What is expected: Copy the passage on God's judgment, starting at "I’ve been thinking about God’s" and ending at "brought to justice.", and swap "documentary" for "series".

··· Supplied passage ···

I’ve been thinking about God’s judgment and wrath lately. Maybe I’ve been thinking about this because I’ve been watching a documentary on Netflix called “The Keepers.” It’s a gruesome story about startling acts of injustice surrounding the murder of a nun back in the 60’s. It’s a case in which the perpetrators of both murder and sexual abuse were not brought to justice.
A belief in God’s judgment and wrath is one of those beliefs that all Christians everywhere have always believed. Besides being one of the most basic assertions of the Bible, this belief appears in the Apostles’ Creed: “He will come again to judge the living and the dead.” In fact, I don’t just believe in God’s judgment and wrath, I rejoice in it. Why? I’m glad you asked. Here’s why…
I rejoice in it because judgment and justice go together. Christians talk a lot about justice these days, but very little about God’s judgment. We all desire justice. Life isn’t fair, but for some reason, we think it should be fair. Though life isn’t fair now, Scripture still points to a day when wrongs will be righted and justice will be served. That’s why the idea of God’s judgment brings comfort. To those who suffer at the hands of the unjust, it is comforting to hold on to the promise that one day all will be made right. This upside-down, evil world will not go on like this forever. God will execute justice. He will put an end to all that is wrong with the world, including terrorism, famine, disease, human trafficking, and so on. Psalm 96:13 declares, “Let all creation rejoice before the Lord, for he comes, he comes to judge the earth. He will judge the world in righteousness and the peoples in his faithfulness.” The psalmist clearly celebrates judgment as good news. Take away the idea of judgment, and you rob Christianity of any hope of satisfying our longing for justice, a longing built into us by God.

··· Data for analysis ···

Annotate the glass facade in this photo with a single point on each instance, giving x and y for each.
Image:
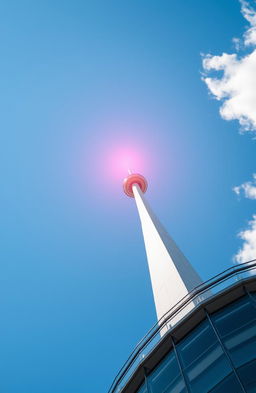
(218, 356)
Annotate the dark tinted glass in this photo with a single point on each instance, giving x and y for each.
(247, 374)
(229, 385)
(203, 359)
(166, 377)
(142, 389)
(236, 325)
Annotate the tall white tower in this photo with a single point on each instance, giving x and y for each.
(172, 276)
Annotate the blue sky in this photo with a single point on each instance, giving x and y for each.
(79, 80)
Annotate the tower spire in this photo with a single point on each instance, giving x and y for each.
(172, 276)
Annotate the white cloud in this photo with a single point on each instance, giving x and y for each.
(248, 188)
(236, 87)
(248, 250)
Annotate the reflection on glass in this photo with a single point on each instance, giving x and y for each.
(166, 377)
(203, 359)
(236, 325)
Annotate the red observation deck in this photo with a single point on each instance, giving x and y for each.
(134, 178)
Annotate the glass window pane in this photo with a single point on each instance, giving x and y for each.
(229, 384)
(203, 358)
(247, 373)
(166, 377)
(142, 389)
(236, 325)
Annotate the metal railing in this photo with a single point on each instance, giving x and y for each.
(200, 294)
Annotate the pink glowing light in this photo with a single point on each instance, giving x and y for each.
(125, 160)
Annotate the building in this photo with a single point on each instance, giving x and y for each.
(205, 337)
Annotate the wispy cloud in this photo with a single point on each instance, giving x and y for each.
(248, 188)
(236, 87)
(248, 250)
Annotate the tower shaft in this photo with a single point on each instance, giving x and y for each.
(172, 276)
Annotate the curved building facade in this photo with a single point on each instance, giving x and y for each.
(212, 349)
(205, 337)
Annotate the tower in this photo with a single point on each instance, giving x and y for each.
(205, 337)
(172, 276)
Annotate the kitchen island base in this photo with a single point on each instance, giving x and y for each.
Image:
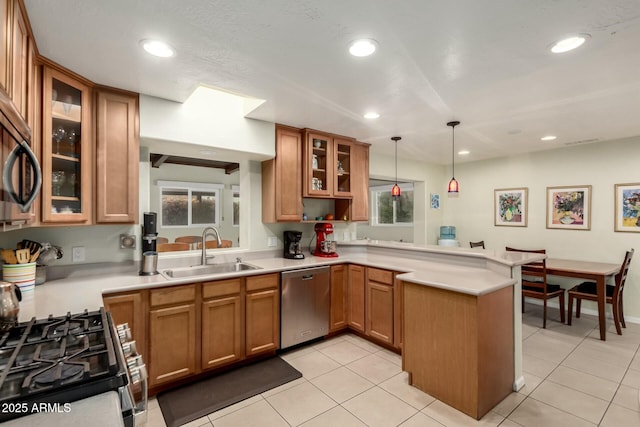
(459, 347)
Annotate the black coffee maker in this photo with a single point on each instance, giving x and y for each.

···

Result:
I’ve been thinking about God’s judgment and wrath lately. Maybe I’ve been thinking about this because I’ve been watching a series on Netflix called “The Keepers.” It’s a gruesome story about startling acts of injustice surrounding the murder of a nun back in the 60’s. It’s a case in which the perpetrators of both murder and sexual abuse were not brought to justice.